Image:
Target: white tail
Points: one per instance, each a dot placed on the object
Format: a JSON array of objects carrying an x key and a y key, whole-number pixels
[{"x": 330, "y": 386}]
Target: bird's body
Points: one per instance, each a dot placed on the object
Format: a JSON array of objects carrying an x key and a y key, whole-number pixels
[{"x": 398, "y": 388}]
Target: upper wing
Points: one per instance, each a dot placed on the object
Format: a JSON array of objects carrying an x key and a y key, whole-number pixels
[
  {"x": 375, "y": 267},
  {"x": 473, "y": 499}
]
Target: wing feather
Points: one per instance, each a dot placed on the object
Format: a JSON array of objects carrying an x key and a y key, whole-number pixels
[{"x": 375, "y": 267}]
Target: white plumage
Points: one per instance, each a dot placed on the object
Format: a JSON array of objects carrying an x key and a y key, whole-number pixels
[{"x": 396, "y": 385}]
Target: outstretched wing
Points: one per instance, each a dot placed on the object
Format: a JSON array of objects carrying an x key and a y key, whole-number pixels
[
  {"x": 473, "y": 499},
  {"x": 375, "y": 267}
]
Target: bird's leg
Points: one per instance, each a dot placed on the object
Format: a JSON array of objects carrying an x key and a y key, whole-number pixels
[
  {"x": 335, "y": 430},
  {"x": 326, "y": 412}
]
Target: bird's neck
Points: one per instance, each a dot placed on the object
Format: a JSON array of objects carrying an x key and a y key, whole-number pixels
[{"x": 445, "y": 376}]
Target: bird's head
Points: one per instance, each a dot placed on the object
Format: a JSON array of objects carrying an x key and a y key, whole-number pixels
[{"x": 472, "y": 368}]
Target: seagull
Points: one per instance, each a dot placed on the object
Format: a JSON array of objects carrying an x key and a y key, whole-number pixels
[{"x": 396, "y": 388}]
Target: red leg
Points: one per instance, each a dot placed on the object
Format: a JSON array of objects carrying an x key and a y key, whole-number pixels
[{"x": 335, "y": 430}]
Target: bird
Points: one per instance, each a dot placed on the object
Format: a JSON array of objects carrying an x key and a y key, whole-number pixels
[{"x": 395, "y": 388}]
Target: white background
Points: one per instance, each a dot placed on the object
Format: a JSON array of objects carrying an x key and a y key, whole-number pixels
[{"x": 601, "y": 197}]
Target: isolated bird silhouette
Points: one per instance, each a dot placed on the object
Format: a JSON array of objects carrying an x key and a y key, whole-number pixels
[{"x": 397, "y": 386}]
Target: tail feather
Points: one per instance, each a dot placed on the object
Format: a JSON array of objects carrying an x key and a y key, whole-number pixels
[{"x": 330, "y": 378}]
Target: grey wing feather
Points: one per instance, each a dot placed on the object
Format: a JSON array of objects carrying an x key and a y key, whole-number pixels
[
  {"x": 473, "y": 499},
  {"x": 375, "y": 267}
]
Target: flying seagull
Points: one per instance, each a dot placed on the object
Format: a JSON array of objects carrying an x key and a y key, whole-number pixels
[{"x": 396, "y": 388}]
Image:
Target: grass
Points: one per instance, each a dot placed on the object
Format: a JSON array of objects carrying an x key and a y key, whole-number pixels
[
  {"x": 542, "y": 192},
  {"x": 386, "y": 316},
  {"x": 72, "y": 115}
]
•••
__INSTRUCTIONS FOR THE TASK__: Copy the data word for word, starting with the line that contains "Target: bird's head" and continuing through the final line of the data, with both ends included.

__SOLUTION TO THE PROBLEM__:
Target: bird's head
Points: one per instance, each a dot placed on the object
Format: a JSON array of objects carrying an x key and a y key, whole-number pixels
[{"x": 472, "y": 368}]
Target: seagull
Points: one per instance, each a dot placed on the object
Format: a JSON array of objects carrying an x key and a y key, whole-number pixels
[{"x": 396, "y": 388}]
Target: red leg
Points: one per instance, each a dot placed on the object
Format: a JSON array of objects carrying an x key and a y key, whole-number pixels
[{"x": 335, "y": 430}]
Target: bird
Points: one per instance, each a dot placed on the object
Format: a JSON array of objects carrying an x key and a y key, whole-number pixels
[{"x": 395, "y": 388}]
Target: white background
Points: one per instance, each a dot placed on the object
Format: a JSON array of objects carrying an x key and a y key, whole-number pixels
[{"x": 601, "y": 197}]
Target: isolated bird silhouette
Points: one per instance, each a dot placed on the object
Format: a JSON array of objects carrying an x key and a y key, whole-number pixels
[{"x": 397, "y": 386}]
Target: tail feather
Points: one per instance, each a dot placed on the object
Format: a JSON array of objects carrying an x key and a y key, whole-number pixels
[{"x": 330, "y": 378}]
Target: grey wing feather
Points: one per instance, each a dot placed on the object
Format: a JSON array of objects carrying an x key and a y key, whole-number pixels
[
  {"x": 473, "y": 499},
  {"x": 375, "y": 267}
]
Target: flying seagull
Points: one per instance, each a dot placed on the object
Format: a JSON array of objects carrying an x key and a y key, whole-number pixels
[{"x": 396, "y": 388}]
Image:
Target: grass
Points: one per instance, each a dot placed on the object
Format: a JSON array of objects carrying an x key and a y key, whole-number pixels
[
  {"x": 542, "y": 192},
  {"x": 386, "y": 316},
  {"x": 72, "y": 115}
]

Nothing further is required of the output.